Set problem ▸
Switch "one dot per instance" to "a single point for each instance" everywhere it occurs in the data below, and write out all of the data again with nothing else changed.

Start of Material provided

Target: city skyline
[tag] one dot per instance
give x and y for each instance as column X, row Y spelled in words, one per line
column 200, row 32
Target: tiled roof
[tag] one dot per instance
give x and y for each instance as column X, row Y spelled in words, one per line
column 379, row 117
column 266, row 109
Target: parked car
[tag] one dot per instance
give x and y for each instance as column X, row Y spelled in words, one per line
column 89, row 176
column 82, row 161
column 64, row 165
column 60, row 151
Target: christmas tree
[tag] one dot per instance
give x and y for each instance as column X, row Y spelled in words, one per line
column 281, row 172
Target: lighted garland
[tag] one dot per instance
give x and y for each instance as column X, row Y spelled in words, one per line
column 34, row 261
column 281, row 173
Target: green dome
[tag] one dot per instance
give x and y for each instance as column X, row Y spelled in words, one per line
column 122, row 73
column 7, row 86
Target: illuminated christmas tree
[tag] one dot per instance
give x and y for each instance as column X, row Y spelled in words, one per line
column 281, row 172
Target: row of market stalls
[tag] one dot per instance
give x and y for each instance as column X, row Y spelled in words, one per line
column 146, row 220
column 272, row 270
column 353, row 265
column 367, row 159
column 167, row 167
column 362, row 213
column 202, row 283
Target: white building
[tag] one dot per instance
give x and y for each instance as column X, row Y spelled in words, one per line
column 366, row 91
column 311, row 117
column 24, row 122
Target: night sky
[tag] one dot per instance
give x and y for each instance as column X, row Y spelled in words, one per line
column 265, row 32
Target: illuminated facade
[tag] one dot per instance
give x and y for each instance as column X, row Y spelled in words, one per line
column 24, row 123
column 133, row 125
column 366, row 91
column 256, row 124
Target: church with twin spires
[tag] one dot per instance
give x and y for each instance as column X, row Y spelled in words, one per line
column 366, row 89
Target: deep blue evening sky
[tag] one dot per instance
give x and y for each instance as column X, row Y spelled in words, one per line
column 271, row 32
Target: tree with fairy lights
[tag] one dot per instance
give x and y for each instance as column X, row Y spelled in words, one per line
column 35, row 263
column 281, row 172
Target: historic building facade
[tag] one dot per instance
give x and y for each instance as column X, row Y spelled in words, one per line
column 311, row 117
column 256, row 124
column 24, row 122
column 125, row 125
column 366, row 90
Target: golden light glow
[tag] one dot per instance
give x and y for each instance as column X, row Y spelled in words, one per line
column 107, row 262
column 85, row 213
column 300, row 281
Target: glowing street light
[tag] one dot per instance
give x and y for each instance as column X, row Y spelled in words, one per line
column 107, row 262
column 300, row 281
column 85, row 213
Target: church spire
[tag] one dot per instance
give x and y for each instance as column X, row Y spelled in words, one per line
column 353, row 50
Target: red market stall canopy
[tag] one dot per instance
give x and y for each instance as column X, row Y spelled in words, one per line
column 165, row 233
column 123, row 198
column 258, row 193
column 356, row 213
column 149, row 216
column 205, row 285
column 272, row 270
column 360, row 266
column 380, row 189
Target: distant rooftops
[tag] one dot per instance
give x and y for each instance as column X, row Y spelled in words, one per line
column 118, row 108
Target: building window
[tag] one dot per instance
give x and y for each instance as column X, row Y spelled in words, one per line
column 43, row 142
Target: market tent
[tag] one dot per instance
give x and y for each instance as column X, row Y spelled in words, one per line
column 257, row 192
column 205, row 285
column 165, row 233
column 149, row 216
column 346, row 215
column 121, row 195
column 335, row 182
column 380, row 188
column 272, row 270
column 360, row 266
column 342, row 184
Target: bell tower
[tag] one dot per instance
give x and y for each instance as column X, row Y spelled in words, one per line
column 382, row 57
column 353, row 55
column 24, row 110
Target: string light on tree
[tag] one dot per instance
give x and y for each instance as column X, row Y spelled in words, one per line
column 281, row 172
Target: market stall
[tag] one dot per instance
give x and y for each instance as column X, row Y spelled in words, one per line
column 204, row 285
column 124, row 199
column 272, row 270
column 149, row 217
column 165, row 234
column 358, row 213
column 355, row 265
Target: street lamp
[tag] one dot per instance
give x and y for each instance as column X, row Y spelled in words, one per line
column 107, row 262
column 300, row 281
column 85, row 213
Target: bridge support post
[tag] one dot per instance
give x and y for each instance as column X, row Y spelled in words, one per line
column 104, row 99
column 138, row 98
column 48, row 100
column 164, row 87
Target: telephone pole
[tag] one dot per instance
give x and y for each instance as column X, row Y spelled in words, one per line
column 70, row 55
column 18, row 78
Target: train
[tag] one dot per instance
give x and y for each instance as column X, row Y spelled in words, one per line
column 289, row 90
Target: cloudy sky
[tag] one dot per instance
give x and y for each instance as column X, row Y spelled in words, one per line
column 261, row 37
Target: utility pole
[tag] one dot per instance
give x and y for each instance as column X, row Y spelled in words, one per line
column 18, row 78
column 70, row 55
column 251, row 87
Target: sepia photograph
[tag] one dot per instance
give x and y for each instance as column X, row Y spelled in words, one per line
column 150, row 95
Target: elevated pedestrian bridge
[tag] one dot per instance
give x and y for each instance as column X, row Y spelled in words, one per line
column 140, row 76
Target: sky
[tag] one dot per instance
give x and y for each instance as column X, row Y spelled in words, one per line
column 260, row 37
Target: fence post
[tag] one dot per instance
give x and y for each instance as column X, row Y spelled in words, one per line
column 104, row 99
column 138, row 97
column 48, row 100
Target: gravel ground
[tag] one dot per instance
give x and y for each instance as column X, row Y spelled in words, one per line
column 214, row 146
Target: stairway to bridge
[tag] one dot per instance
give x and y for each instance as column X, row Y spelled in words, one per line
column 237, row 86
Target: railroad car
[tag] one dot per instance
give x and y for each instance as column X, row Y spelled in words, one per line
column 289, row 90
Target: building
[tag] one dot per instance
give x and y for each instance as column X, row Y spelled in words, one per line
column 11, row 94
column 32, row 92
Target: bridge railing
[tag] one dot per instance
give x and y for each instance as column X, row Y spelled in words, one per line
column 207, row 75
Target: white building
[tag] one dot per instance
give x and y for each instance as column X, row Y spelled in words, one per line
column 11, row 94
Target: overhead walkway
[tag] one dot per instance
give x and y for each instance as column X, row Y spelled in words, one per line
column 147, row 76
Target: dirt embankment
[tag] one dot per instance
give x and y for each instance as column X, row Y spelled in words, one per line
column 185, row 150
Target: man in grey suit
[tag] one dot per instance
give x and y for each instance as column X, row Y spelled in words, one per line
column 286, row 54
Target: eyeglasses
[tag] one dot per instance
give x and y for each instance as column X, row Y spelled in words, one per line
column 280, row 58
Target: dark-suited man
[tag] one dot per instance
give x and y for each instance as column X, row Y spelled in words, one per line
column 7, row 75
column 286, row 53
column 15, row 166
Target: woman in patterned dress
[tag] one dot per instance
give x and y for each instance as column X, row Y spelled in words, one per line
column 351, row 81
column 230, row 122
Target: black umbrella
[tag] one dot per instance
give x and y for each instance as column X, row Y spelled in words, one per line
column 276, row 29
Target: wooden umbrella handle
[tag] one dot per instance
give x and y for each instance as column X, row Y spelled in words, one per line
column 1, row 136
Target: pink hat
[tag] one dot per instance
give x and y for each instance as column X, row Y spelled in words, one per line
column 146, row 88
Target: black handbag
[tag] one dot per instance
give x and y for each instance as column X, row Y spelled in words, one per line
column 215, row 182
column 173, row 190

End of Material provided

Result for this exercise ▸
Target: city skyline
[tag] a single point for each instance
give x and y for each instance as column X, row Y spelled in words, one per line
column 200, row 32
Target: tiled roof
[tag] a single point for each instance
give x and y for each instance as column X, row Y spelled in words, one per line
column 379, row 117
column 266, row 109
Target: parked car
[tag] a single point for each instance
give x and y for each instance as column X, row Y spelled in words, one per line
column 89, row 176
column 82, row 161
column 64, row 165
column 60, row 151
Target: christmas tree
[tag] a single point for each instance
give x and y for each instance as column X, row Y spelled in words, one per line
column 281, row 172
Target: lighted garland
[tag] a single point for each instance
give x and y for each instance as column X, row Y spelled in words, one per line
column 34, row 261
column 281, row 173
Target: green dome
[tag] a single point for each instance
give x and y for each instance as column X, row Y spelled in words, one per line
column 122, row 73
column 7, row 86
Target: illuminated christmas tree
[tag] a single point for each instance
give x and y for each instance as column X, row Y spelled in words, one per line
column 281, row 172
Target: row of market stalls
[tag] a single point for each instance
give x and y for each instance as column X, row Y spelled in words, one per line
column 146, row 220
column 272, row 270
column 353, row 265
column 367, row 159
column 167, row 167
column 362, row 213
column 202, row 283
Target: white building
[tag] a single point for each instance
give x and y for each instance as column X, row Y spelled in words, one per line
column 366, row 91
column 311, row 117
column 24, row 122
Target: night sky
[tag] a single point for each instance
give x and y for each instance as column X, row Y spelled in words, one per line
column 265, row 32
Target: illuminated facade
[tag] a single point for each instance
give x and y for each instance as column X, row Y spelled in words, one per line
column 24, row 123
column 133, row 125
column 366, row 91
column 256, row 124
Target: church with twin spires
[tag] a single point for each instance
give x and y for each instance as column X, row Y spelled in words, one per line
column 366, row 89
Target: deep blue evening sky
[tag] a single point for each instance
give x and y for each instance as column X, row Y spelled in words, one per line
column 271, row 32
Target: tree with fairy lights
[tag] a single point for each instance
give x and y for each instance as column X, row Y spelled in words, one per line
column 35, row 263
column 281, row 172
Target: historic building facade
[tag] a single point for each instance
give x and y for each instance as column X, row Y spelled in words, one per line
column 311, row 117
column 256, row 124
column 24, row 122
column 125, row 125
column 366, row 90
Target: golden light glow
[tag] a single point for each instance
give x and y for each instance as column X, row Y spelled in words, one per line
column 107, row 262
column 85, row 213
column 300, row 281
Target: glowing street light
[tag] a single point for each instance
give x and y for each instance as column X, row Y spelled in words, one per line
column 107, row 262
column 300, row 281
column 85, row 213
Target: church spire
[tag] a single point for each instance
give x and y for each instance as column X, row Y spelled in words, one per line
column 353, row 50
Target: red market stall canopy
[tag] a single point for each instance
give x and y for each instance as column X, row Y spelled in words, one per line
column 165, row 233
column 123, row 198
column 258, row 193
column 356, row 213
column 149, row 216
column 205, row 285
column 272, row 270
column 360, row 266
column 380, row 189
Target: distant rooftops
[tag] a single point for each instance
give x and y for each instance as column X, row Y spelled in words, one per line
column 118, row 108
Target: building window
[tag] a single point for each instance
give x and y for each instance as column X, row Y spelled in words, one per line
column 43, row 142
Target: market tent
[tag] a single point for each instance
give x and y for each instance as column X, row Y spelled in words, one per line
column 257, row 192
column 205, row 285
column 165, row 233
column 149, row 216
column 346, row 215
column 121, row 195
column 335, row 182
column 380, row 188
column 272, row 270
column 360, row 266
column 342, row 184
Target: bell tower
[tag] a single point for each instance
give x and y for each instance as column X, row Y spelled in words, one per line
column 382, row 57
column 353, row 55
column 24, row 110
Target: string light on tree
[tag] a single point for each instance
give x and y for each instance as column X, row Y spelled in words, one per line
column 281, row 172
Target: market stall
[tag] a single point for each instance
give x and y for each instance as column X, row Y spelled in words, one per line
column 204, row 285
column 124, row 199
column 272, row 270
column 149, row 217
column 165, row 234
column 358, row 213
column 355, row 265
Target: street lamp
[tag] a single point for each instance
give x and y for each instance as column X, row Y spelled in words, one per line
column 107, row 262
column 300, row 281
column 85, row 213
Target: bridge support post
[tag] a single point for each instance
give x and y for each instance as column X, row Y spelled in words, one per line
column 104, row 99
column 138, row 98
column 48, row 100
column 164, row 87
Target: telephone pole
[tag] a single point for each instance
give x and y for each instance as column X, row Y spelled in words, one per line
column 70, row 55
column 18, row 78
Target: train
[tag] a single point for each instance
give x and y for each instance as column X, row Y spelled in words, one per line
column 289, row 90
Target: cloudy sky
[tag] a single point for each instance
give x and y for each instance as column X, row Y spelled in words, one per line
column 261, row 37
Target: utility pole
[tag] a single point for each instance
give x and y for each instance as column X, row Y spelled in words, one per line
column 18, row 78
column 70, row 55
column 251, row 87
Target: sepia photograph
[tag] a single point for each instance
give x and y for each instance as column X, row Y spelled in words, one per line
column 150, row 95
Target: elevated pedestrian bridge
[tag] a single point for each instance
give x and y for each instance as column X, row Y spelled in words, one per line
column 140, row 76
Target: sky
[tag] a single point for each instance
give x and y for each instance as column X, row Y spelled in words, one per line
column 260, row 37
Target: fence post
[tag] a single point for each instance
give x and y for each instance as column X, row Y spelled in words, one per line
column 104, row 99
column 138, row 97
column 48, row 100
Target: gravel ground
[tag] a single point for each instance
give x and y for each instance as column X, row Y spelled in words, one per line
column 214, row 146
Target: stairway to bridge
[tag] a single point for each instance
give x and y for each instance as column X, row Y spelled in words, one per line
column 237, row 86
Target: railroad car
[tag] a single point for each instance
give x and y for each instance as column X, row Y spelled in words, one per line
column 289, row 90
Target: building
[tag] a single point for each instance
give x and y for each instance as column X, row Y spelled in words, one per line
column 11, row 94
column 32, row 92
Target: bridge railing
[tag] a single point for each instance
give x and y for each instance as column X, row Y spelled in words, one per line
column 207, row 75
Target: white building
[tag] a single point for each instance
give x and y for each instance as column X, row Y spelled in words, one per line
column 11, row 94
Target: overhead walkway
[tag] a single point for each instance
give x and y for each instance as column X, row Y spelled in words, one per line
column 147, row 76
Target: dirt embankment
[tag] a single point for each instance
give x and y for each instance as column X, row Y spelled in words, one per line
column 185, row 150
Target: man in grey suit
[tag] a single point for each instance
give x and y for each instance as column X, row Y spelled in words, one per line
column 286, row 54
Target: eyeglasses
[tag] a single point for each instance
give x and y for each instance as column X, row Y spelled in words, one per line
column 280, row 58
Target: dark-suited man
[tag] a single point for each instance
give x and y for each instance as column X, row Y spelled in words, one per line
column 7, row 75
column 286, row 53
column 15, row 166
Target: woman in patterned dress
[tag] a single point for each instance
give x and y for each instance as column X, row Y spelled in words, one per line
column 351, row 81
column 230, row 122
Target: black umbrella
[tag] a single point for each instance
give x and y for each instance as column X, row Y spelled in words, one per line
column 276, row 29
Target: wooden umbrella handle
[tag] a single point for each instance
give x and y for each instance as column X, row Y spelled in words, one per line
column 1, row 136
Target: pink hat
[tag] a single point for each instance
give x and y for each instance as column X, row Y spelled in words, one per line
column 146, row 88
Target: black handbag
[tag] a single point for each instance
give x and y for each instance as column X, row Y spelled in words, one per line
column 215, row 182
column 173, row 190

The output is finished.